◆ **Texto de origem**:
Uma simples questão de escala

Brian Holmes

Uma famosa peça de ciência popular foi filmada há cerca de quarenta anos no Soldier Field de Chicago, não muito longe de onde vivo. A câmara está suspensa um metro acima de um casal que repousa sobre a relva; mas depois sobe dez metros, depois cem, mil, dez mil, e por aí adiante em intervalos de dez segundos, até que, em poucos minutos, chega ao limite do universo que conhecemos. Depois de um mergulho acelerado através de galáxias simuladas, a câmara pára, à distância de um metro, sobre a mão do homem, continuando depois a descer até aos dez centímetros, um centímetro, um milímetro, cem mícrometros, e segue em intervalos de dez segundos, explorando todas as técnicas de visualização da época, antes de conhecer os seus limites dentro do núcleo de um átomo de carbono. Hoje poderíamos dizer que teria chegado ao infinitamente replicado centro da terra. É possível que tenha visto este pequeno vídeo industrial realizado por Charles e Ray Eames para a IBM, com o título Powers of Ten.

 

O meu antigo eu não via grande utilidade neste tipo de exibição de virtuosismo, típica da ideologia da Guerra Fria: meios de comunicação matematizados apresentando um espetáculo de poder imperialista, mantidos longe dos laboratórios militares onde os componentes essenciais do espetáculo — particularmente satélites orbitais — eram inventados. Eu costumava afastar-me deste tipo de ciência. Mas isso foi antes de descobrir a Hipótese de Gaia.

Excertos de dados de anotação de pontos
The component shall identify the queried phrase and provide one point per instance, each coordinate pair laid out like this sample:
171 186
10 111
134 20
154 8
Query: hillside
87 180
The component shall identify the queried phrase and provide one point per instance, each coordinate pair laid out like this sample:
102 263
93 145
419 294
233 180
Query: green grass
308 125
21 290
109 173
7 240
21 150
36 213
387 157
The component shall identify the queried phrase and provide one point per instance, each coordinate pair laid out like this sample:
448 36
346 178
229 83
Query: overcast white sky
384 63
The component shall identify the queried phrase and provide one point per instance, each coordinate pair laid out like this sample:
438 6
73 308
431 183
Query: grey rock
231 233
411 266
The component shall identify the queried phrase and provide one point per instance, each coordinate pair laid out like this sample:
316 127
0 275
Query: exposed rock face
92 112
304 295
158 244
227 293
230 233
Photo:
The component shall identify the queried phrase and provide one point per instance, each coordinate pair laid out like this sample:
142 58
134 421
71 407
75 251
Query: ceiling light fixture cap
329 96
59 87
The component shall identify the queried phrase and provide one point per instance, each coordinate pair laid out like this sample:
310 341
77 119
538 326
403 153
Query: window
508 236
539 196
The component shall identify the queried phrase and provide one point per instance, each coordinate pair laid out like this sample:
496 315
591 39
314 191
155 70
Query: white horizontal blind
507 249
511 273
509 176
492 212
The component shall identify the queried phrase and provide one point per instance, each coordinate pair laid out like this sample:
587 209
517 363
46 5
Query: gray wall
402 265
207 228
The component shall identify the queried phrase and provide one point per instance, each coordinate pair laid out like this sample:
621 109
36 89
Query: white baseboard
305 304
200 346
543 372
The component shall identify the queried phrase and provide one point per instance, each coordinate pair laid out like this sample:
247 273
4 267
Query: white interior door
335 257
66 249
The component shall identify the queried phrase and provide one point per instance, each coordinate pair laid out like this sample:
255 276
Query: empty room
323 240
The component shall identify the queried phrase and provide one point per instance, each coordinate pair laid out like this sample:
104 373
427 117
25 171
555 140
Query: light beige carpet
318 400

◆ **Exercícios**:
a – Segundo o texto sobre escala, para que empresa foi realizado o vídeo Powers of Ten?
b – Transcreva do texto sobre escala o trecho que vai de "O meu antigo" até "Hipótese de Gaia.", inclusive.
Não é preciso consultar as linhas.

◆ **Soluções comentadas**:
a – Para a IBM.

b –
O meu antigo eu não via grande utilidade neste tipo de exibição de virtuosismo, típica da ideologia da Guerra Fria: meios de comunicação matematizados apresentando um espetáculo de poder imperialista, mantidos longe dos laboratórios militares onde os componentes essenciais do espetáculo — particularmente satélites orbitais — eram inventados. Eu costumava afastar-me deste tipo de ciência. Mas isso foi antes de descobrir a Hipótese de Gaia.